### RECORDED DATA ###

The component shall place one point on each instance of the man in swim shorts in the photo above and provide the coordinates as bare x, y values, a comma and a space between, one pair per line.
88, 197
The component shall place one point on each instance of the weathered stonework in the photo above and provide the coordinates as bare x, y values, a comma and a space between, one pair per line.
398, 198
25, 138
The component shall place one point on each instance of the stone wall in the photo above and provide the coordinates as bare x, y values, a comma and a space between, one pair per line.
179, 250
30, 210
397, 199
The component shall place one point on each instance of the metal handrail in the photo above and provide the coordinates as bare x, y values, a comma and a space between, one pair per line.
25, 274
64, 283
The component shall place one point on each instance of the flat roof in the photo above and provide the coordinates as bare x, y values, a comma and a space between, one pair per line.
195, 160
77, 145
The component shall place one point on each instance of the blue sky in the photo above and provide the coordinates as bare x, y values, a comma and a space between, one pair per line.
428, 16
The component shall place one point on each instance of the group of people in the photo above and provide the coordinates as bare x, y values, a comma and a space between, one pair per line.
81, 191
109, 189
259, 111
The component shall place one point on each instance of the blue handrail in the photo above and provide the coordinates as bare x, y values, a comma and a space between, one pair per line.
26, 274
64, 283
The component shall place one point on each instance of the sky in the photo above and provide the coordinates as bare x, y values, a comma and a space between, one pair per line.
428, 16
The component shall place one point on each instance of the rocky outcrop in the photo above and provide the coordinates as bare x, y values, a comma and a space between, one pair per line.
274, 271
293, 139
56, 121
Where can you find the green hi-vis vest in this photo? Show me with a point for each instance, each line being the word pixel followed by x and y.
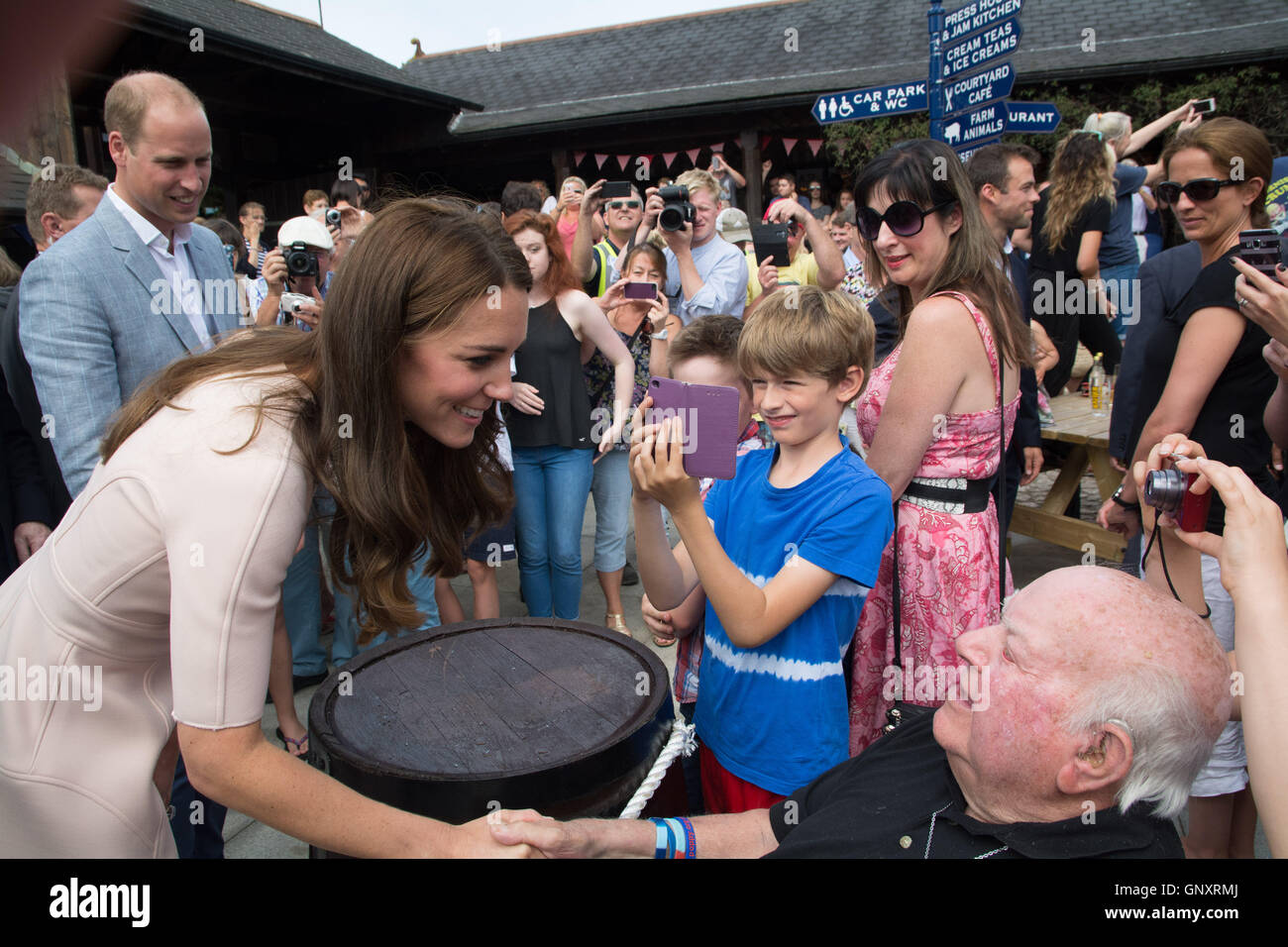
pixel 606 254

###

**REQUIRED TASK**
Reproduce all of the data above, substituting "report the coordinates" for every occurrence of "provide the coordinates" and leaving everything else unchanged. Omit the pictures from your answer.

**ANSWER TO THE EXERCISE**
The component shall place one point on each instance of the man in swim shorts in the photo above and report the coordinates as bare x, y values, a comma and a space between, one pair per line.
88, 197
The component shall place one point on each instance of the weathered stonework in the photo above and report the coordinates as bare x, y values, a comma and a space between, one pair per line.
398, 198
25, 138
The component shall place one point on each instance of the stone wall in the photo above and report the coordinates as bare x, y values, a comma and a space between, one pair per line.
179, 250
30, 210
397, 199
The component shall place one point on each instance of the metal handrail in the photo above and report the coordinates as bare x, y values, a comma and a space between, one pair per line.
25, 274
64, 283
The component shall place one point on each instance of the flat roof in the photo above and report the coordinates as bare x, y values, a comma and a space between, one pair per line.
195, 160
77, 145
The component shall place one point on each instance of the blue sky in the photo above and report the coordinates as bare x, y values, a comma and a space between, one pair per line.
428, 16
The component shall place one point on each instance of the group of people in the photo above and report the coordinates as bare x, y values, a comma and a space between, one pair per line.
81, 191
109, 189
259, 111
The component shall place one point on each instance of the blue handrail in the photo above and report the coordinates as bare x, y values, a comma and a space between, one pair per line.
26, 274
64, 283
The component shall place one point on each instance of the sky in the photo above and report the coordinates as bare x, y values, a comma and a space between, one pair per line.
428, 16
The component shall place one point on each instance of the rocky outcrop in the photo above and report the coordinates as bare x, y values, a comma and a space between, one pair per line.
274, 271
293, 139
56, 121
Where can you find the green hi-vis vest in this photo? Show me with a point for each instance, each line being the word pixel followed by x and y.
pixel 606 254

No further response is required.